_ASSIGNMENT_.
Every line from the one with "Task: point to every instance of the city" to the end of the entries, both included, is to be copied exactly; the other lines stay out.

[DATA SECTION Boundary: Start]

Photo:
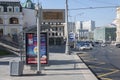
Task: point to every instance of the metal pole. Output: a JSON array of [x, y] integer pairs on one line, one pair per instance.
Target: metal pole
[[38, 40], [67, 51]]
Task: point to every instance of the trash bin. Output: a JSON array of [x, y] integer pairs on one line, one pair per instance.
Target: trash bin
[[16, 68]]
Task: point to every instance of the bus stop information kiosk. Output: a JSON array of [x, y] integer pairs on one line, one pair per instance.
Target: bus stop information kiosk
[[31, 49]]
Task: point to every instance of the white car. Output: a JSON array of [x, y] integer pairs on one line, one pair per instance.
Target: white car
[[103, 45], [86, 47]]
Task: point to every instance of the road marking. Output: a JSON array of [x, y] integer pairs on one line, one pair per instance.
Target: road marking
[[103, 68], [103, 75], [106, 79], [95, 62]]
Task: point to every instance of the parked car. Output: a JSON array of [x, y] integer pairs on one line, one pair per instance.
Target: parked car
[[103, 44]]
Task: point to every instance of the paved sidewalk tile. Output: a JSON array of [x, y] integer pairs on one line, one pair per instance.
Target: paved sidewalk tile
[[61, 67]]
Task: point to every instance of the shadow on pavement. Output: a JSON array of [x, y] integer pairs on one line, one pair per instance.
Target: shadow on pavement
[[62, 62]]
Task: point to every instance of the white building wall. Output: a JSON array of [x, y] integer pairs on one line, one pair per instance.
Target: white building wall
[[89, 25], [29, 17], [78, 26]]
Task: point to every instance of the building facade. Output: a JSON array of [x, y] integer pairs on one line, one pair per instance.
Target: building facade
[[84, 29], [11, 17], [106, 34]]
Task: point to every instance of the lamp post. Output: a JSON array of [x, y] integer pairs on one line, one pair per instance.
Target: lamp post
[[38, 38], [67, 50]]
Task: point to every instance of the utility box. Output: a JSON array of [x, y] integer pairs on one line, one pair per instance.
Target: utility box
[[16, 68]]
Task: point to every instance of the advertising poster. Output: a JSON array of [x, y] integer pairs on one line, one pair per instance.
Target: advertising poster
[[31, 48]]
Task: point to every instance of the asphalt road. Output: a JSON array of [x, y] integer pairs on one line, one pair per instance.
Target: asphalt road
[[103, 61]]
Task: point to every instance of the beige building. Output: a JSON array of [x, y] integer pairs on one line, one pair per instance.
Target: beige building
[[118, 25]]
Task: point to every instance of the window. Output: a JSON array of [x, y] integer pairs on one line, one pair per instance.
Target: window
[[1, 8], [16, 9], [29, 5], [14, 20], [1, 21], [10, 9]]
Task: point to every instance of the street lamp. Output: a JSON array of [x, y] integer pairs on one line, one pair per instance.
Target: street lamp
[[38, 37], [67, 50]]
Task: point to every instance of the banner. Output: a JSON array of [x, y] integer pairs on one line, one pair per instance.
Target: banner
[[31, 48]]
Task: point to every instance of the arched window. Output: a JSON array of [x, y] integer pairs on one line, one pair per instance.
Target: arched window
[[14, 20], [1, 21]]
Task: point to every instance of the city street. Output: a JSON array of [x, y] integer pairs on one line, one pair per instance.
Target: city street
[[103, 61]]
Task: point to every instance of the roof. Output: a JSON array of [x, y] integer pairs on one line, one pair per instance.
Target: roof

[DATA SECTION Boundary: End]

_ANSWER BOX_.
Task: point to every instance of the city street. Output: a JSON array of [x, y] integer pairs on one line, one pair per instance.
Target: city street
[[103, 61]]
Task: point to every instance of the roof. Output: a JSON array of [x, y] integer pairs on one line, one pair per instance.
Target: roof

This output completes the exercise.